**Brano proposto**:
▽
Sino a febbraio sono in mostra a Milano oltre 120 opere, divise in otto sezioni, ciascuna delle quali dedicata a un aspetto dell’arte di Segantini. Da importanti musei e collezioni private, europee e statunitensi, sono giunti per l’occasione numerosi capolavori dell’artista mai esposti in Italia.
Tra le tante polemiche sollevate in occasione delle inaugurazioni settembrine a Palazzo Reale annotiamo anche quella secondo cui, con l’approssimarsi dell’Expo, la città avrebbe forse dovuto lasciare spazio ai pittori meneghini invece che ai personaggi di Marc Chagall fluttuanti nel cielo (leggi la recensione) o ai paesaggi montani di Giovanni Segantini.
In realtà, Segantini, nato nel Trentino ancora irredento e morto sul ghiacciaio svizzero dello Schafberg al tramonto del XVIII secolo, è un protagonista indiscusso della vita artistica milanese, sia in virtù della formazione all’Accademia di Belle Arti di Brera sia dei lunghi soggiorni in città. Milano rappresenta per Segantini il luogo della formazione e dell’approfondimento culturale, dove l’artista nutre l’animo e la mente grazie al confronto con letterati, pittori ed intellettuali. La zona di Brera, estesa sino ai Navigli presso San Marco, diviene il soggetto di tante opere mentre l’ardito scorcio prospettico di uno dei massimi capolavori custoditi alla Pinacoteca di Brera, il Cristo morto di Andrea Mantegna, ispira Segantini, ormai in là negli anni, per la composizione dell’autoritratto in veste de L’eroe morto (1892-94).
△
**Consegna**: Trascrivi per intero, senza cambiare nulla, il testo sulla mostra milanese di Segantini.

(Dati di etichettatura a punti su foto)
▽
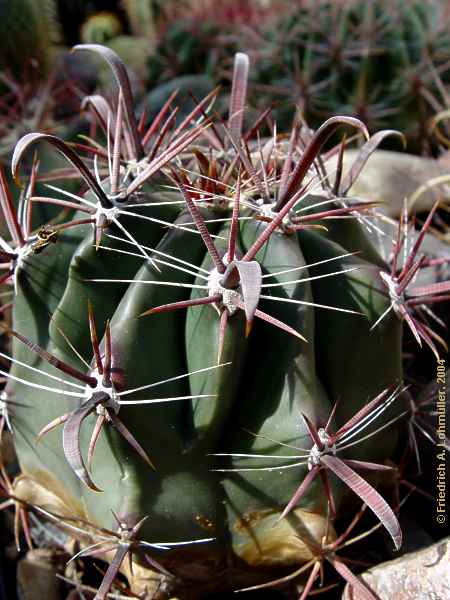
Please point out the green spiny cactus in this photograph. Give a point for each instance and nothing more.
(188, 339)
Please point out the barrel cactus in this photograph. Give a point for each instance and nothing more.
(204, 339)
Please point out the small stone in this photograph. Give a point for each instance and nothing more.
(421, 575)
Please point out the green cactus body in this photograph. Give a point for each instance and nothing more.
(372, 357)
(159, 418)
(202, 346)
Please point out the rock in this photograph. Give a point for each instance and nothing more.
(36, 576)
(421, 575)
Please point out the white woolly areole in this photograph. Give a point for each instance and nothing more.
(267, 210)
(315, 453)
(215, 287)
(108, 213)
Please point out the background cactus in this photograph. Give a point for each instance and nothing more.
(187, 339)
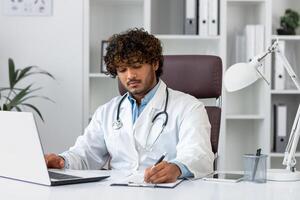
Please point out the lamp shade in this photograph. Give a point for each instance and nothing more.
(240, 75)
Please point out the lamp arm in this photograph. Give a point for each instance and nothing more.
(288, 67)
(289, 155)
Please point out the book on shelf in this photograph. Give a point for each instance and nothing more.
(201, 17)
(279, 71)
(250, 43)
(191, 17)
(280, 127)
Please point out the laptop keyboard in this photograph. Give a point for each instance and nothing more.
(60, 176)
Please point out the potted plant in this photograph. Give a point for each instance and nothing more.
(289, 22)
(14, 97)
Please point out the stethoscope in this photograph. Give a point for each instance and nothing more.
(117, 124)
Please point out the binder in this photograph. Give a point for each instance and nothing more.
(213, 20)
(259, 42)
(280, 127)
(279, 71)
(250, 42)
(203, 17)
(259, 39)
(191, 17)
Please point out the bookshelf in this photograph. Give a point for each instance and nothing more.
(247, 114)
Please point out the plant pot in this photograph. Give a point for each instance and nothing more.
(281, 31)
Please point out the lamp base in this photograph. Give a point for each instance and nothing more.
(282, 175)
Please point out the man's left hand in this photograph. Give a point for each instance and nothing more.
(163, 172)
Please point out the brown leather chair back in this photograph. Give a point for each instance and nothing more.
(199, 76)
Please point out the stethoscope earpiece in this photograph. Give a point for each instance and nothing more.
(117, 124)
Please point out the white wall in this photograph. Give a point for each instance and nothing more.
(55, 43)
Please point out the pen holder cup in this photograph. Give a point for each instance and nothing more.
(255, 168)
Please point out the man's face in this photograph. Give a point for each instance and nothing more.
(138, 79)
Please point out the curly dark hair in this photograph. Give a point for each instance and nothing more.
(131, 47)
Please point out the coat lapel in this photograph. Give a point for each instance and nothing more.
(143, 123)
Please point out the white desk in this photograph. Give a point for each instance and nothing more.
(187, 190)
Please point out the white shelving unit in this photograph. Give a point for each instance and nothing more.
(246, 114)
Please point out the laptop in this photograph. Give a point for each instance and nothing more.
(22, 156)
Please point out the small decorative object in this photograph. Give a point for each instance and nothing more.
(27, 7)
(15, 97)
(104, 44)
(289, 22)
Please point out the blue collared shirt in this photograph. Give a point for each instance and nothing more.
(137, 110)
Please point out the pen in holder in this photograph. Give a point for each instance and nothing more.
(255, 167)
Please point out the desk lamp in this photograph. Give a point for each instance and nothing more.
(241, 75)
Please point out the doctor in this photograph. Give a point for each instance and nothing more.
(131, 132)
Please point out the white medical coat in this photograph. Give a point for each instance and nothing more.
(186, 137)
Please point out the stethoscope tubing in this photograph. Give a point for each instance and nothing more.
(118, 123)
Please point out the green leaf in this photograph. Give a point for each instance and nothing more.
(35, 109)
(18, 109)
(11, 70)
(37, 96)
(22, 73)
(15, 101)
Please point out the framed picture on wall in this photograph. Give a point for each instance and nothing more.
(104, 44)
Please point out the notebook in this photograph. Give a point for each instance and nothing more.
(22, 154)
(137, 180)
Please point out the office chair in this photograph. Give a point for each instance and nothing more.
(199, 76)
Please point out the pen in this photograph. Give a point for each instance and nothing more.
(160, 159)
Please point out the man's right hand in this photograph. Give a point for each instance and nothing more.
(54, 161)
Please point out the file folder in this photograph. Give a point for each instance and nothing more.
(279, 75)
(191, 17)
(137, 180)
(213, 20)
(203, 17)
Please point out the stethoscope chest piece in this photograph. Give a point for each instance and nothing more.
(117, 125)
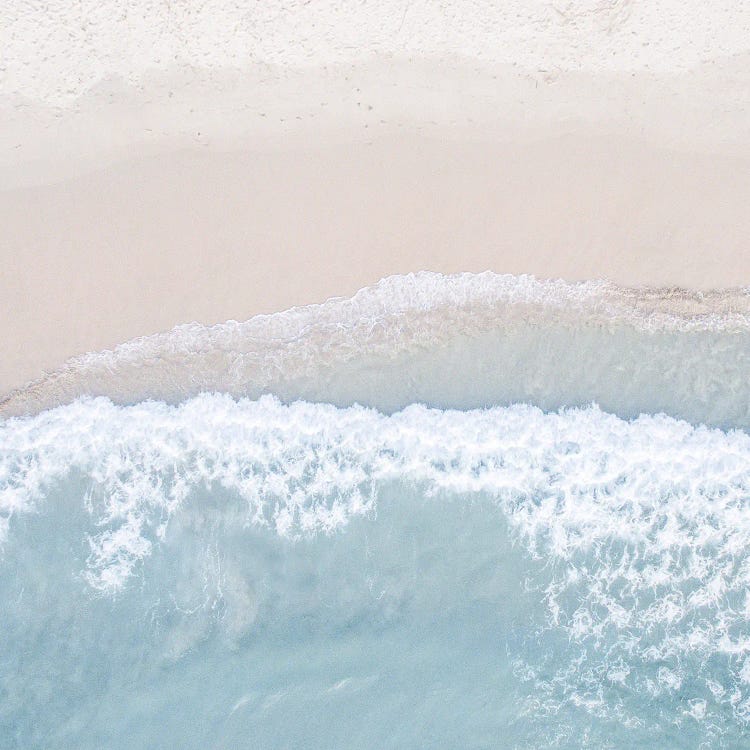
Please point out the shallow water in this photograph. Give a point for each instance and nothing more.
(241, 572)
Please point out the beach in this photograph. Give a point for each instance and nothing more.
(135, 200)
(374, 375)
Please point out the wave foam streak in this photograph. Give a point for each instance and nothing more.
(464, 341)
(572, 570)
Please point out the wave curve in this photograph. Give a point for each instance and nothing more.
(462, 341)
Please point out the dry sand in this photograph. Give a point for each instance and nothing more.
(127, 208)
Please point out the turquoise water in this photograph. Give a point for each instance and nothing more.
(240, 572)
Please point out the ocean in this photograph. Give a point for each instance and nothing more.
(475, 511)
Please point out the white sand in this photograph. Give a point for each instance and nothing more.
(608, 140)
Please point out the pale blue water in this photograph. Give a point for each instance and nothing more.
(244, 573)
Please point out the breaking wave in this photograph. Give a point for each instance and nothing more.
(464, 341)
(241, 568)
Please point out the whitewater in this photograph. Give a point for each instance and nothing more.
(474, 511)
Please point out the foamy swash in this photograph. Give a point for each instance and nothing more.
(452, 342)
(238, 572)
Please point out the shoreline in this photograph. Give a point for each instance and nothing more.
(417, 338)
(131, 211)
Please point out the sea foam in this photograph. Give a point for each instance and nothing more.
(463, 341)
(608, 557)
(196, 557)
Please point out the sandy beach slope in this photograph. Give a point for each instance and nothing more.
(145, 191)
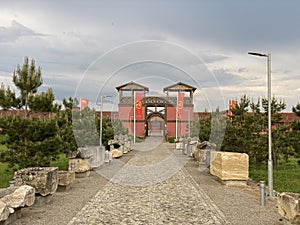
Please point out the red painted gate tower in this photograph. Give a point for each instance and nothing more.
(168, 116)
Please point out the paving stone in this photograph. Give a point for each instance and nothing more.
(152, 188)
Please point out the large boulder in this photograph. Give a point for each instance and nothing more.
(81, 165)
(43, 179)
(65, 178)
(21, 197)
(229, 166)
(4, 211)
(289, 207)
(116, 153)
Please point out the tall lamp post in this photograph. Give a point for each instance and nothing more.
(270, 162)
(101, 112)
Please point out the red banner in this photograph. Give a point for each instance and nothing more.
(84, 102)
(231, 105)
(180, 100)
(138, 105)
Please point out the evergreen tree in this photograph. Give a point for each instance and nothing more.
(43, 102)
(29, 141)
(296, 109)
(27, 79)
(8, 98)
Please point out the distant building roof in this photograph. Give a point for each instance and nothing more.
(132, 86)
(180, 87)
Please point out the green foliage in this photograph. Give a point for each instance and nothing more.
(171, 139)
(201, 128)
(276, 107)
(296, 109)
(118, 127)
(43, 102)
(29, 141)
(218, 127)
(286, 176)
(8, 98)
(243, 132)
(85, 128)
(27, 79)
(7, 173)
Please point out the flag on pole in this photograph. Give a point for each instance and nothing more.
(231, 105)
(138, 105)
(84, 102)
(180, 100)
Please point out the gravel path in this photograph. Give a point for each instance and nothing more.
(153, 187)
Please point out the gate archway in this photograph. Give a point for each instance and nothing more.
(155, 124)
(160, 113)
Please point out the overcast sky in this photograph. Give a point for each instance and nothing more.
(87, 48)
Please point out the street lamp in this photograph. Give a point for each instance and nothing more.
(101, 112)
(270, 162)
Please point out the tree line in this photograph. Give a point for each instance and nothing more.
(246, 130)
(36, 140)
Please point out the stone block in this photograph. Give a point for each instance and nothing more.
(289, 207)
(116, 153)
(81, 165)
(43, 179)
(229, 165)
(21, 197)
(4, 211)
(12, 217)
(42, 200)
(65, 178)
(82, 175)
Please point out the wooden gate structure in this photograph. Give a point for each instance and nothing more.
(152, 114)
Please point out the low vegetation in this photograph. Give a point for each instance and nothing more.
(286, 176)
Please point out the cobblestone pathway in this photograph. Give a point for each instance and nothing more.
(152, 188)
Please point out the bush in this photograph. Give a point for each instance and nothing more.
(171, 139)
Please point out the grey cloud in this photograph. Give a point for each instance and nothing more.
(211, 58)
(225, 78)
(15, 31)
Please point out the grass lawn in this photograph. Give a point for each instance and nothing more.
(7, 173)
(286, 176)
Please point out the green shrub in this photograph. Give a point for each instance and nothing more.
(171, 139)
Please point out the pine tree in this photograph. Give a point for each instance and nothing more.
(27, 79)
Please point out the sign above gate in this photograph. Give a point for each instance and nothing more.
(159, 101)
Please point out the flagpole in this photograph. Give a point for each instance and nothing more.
△
▽
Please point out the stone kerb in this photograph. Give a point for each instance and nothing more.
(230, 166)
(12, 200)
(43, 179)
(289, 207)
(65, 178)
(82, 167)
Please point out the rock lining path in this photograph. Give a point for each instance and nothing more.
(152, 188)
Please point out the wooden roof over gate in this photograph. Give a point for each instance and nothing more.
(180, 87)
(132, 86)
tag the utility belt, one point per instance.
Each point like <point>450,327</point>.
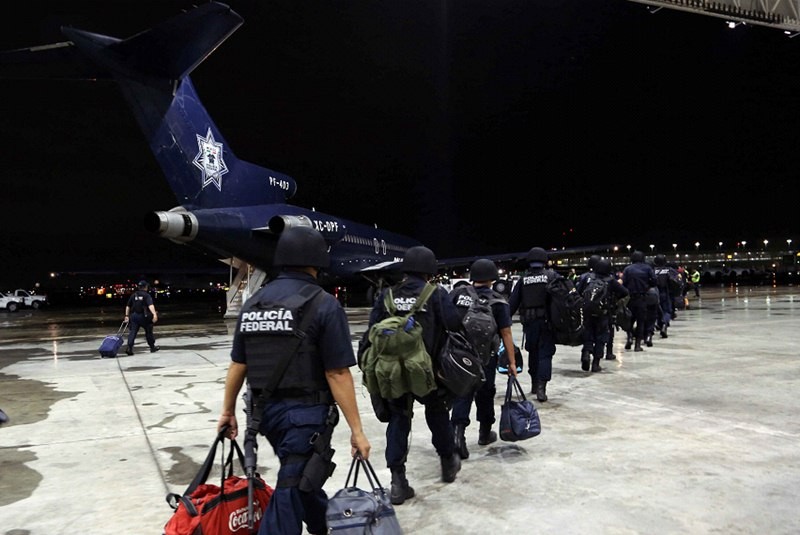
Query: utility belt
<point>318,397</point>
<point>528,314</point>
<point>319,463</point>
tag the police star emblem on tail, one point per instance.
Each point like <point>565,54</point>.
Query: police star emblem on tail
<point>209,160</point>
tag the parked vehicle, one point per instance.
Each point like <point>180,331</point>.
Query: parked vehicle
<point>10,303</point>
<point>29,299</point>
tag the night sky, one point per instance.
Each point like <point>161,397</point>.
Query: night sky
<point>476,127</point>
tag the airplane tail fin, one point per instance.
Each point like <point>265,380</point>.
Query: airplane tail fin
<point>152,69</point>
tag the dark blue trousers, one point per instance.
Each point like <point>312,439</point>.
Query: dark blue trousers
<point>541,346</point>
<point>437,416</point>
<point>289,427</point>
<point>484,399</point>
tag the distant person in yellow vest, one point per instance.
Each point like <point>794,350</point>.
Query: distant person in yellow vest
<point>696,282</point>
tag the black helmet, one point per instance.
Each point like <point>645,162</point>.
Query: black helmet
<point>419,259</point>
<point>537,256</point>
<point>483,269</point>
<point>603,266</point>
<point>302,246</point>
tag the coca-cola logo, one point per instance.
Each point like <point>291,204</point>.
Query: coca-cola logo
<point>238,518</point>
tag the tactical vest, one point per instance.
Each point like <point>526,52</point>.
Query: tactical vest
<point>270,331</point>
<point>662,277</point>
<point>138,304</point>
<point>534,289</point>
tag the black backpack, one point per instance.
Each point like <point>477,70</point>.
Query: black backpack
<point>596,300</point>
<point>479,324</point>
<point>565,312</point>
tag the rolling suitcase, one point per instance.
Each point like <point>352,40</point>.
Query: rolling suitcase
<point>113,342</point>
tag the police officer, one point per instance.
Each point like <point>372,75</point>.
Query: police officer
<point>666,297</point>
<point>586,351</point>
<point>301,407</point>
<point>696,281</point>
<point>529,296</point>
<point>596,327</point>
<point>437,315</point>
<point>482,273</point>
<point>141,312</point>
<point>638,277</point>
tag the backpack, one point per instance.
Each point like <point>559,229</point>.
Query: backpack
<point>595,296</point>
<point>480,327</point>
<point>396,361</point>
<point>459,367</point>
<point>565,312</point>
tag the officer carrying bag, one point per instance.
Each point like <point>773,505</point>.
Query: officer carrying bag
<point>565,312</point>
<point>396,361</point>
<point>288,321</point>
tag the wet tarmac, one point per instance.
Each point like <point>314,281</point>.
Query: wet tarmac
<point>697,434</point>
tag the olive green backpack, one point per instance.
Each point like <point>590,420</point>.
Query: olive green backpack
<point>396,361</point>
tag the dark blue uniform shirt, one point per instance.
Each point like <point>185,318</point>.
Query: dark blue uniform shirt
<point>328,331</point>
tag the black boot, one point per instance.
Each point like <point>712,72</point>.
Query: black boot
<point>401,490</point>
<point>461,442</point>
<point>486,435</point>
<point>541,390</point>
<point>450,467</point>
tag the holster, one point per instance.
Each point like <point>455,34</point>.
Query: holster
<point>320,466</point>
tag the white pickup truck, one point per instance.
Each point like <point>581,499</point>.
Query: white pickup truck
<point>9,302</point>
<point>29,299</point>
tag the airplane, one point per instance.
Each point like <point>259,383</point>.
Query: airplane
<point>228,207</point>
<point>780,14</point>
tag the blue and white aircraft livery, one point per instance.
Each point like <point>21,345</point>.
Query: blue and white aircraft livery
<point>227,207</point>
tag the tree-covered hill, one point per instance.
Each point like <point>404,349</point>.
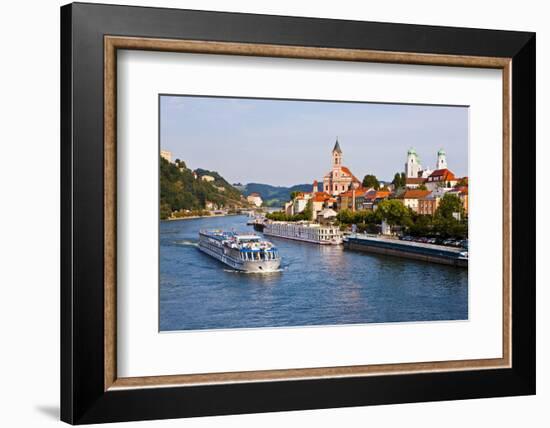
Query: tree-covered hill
△
**Risposta**:
Sino a febbraio sono in mostra a Milano oltre 120 opere, divise in otto sezioni, ciascuna delle quali dedicata a un aspetto dell’arte di Segantini. Da importanti musei e collezioni private, europee e statunitensi, sono giunti per l’occasione numerosi capolavori dell’artista mai esposti in Italia.
Tra le tante polemiche sollevate in occasione delle inaugurazioni settembrine a Palazzo Reale annotiamo anche quella secondo cui, con l’approssimarsi dell’Expo, la città avrebbe forse dovuto lasciare spazio ai pittori meneghini invece che ai personaggi di Marc Chagall fluttuanti nel cielo (leggi la recensione) o ai paesaggi montani di Giovanni Segantini.
In realtà, Segantini, nato nel Trentino ancora irredento e morto sul ghiacciaio svizzero dello Schafberg al tramonto del XVIII secolo, è un protagonista indiscusso della vita artistica milanese, sia in virtù della formazione all’Accademia di Belle Arti di Brera sia dei lunghi soggiorni in città. Milano rappresenta per Segantini il luogo della formazione e dell’approfondimento culturale, dove l’artista nutre l’animo e la mente grazie al confronto con letterati, pittori ed intellettuali. La zona di Brera, estesa sino ai Navigli presso San Marco, diviene il soggetto di tante opere mentre l’ardito scorcio prospettico di uno dei massimi capolavori custoditi alla Pinacoteca di Brera, il Cristo morto di Andrea Mantegna, ispira Segantini, ormai in là negli anni, per la composizione dell’autoritratto in veste de L’eroe morto (1892-94).